WHAT IS NEEDED = Looking at the records below, please say how many lines contain the word "covered", as a bare number.
(DATASET RECORDS)
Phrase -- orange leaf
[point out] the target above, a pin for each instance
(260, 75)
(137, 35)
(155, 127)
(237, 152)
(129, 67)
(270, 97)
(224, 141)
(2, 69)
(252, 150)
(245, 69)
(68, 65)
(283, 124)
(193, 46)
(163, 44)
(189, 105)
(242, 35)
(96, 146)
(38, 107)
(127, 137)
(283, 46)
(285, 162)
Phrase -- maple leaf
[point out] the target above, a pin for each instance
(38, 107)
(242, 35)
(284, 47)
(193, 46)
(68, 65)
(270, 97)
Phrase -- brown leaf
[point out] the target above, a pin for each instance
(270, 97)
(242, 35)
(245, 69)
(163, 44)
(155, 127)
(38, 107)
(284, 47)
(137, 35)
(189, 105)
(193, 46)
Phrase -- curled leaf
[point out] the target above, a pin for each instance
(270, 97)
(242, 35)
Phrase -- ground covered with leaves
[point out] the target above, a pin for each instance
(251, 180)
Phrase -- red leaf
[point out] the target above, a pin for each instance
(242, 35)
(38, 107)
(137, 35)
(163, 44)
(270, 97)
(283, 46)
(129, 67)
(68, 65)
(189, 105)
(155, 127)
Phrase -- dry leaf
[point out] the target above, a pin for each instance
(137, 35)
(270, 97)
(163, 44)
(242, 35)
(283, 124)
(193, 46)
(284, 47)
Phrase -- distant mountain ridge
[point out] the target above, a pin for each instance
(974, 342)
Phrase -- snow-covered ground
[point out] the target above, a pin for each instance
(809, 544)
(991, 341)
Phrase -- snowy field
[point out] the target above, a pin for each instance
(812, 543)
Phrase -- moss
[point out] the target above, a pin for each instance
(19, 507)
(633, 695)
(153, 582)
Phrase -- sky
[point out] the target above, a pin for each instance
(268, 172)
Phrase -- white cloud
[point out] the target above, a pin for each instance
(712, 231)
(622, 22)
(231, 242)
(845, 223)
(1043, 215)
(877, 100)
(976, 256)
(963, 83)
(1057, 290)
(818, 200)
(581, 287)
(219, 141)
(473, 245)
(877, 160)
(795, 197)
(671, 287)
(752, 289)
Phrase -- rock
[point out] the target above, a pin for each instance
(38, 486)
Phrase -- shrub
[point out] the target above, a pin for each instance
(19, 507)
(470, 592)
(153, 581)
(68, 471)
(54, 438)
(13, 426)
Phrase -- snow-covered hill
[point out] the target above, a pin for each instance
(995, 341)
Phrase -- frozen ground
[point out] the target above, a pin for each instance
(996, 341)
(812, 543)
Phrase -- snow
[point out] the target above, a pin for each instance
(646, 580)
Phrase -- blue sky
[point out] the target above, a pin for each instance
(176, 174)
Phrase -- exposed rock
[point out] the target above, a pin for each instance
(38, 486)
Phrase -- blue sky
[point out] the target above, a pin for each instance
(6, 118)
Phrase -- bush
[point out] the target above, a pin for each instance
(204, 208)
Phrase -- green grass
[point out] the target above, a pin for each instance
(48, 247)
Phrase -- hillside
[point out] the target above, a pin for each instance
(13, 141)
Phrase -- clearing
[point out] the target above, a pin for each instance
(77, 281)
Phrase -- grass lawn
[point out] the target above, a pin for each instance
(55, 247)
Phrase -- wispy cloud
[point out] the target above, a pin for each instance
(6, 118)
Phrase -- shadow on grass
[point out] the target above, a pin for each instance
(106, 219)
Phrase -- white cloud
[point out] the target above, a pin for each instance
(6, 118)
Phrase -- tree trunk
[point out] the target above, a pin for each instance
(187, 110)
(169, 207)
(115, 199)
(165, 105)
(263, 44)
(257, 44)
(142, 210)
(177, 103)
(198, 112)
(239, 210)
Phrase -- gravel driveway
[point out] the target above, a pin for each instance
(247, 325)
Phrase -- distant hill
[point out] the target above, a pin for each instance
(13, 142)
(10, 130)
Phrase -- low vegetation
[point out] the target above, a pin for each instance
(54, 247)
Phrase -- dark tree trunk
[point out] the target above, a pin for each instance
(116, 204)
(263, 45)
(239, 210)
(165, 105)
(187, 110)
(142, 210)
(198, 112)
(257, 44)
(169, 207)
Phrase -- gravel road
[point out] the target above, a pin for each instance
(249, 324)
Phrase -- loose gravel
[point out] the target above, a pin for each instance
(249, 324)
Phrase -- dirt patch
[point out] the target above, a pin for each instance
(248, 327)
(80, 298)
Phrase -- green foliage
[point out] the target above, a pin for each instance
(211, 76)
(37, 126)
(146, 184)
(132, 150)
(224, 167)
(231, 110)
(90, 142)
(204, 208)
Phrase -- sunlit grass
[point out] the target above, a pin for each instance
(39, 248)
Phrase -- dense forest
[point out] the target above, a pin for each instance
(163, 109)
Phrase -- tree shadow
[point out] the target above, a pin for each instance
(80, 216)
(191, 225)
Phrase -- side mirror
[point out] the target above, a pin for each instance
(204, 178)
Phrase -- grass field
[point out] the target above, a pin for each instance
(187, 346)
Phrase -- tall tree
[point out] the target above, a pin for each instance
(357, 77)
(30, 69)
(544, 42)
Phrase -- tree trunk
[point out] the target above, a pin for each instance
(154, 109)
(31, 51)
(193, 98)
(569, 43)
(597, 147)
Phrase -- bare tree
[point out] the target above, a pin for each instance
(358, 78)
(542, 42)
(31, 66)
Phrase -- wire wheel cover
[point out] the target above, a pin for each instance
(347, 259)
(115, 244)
(End DATASET RECORDS)
RESULT BELOW = 3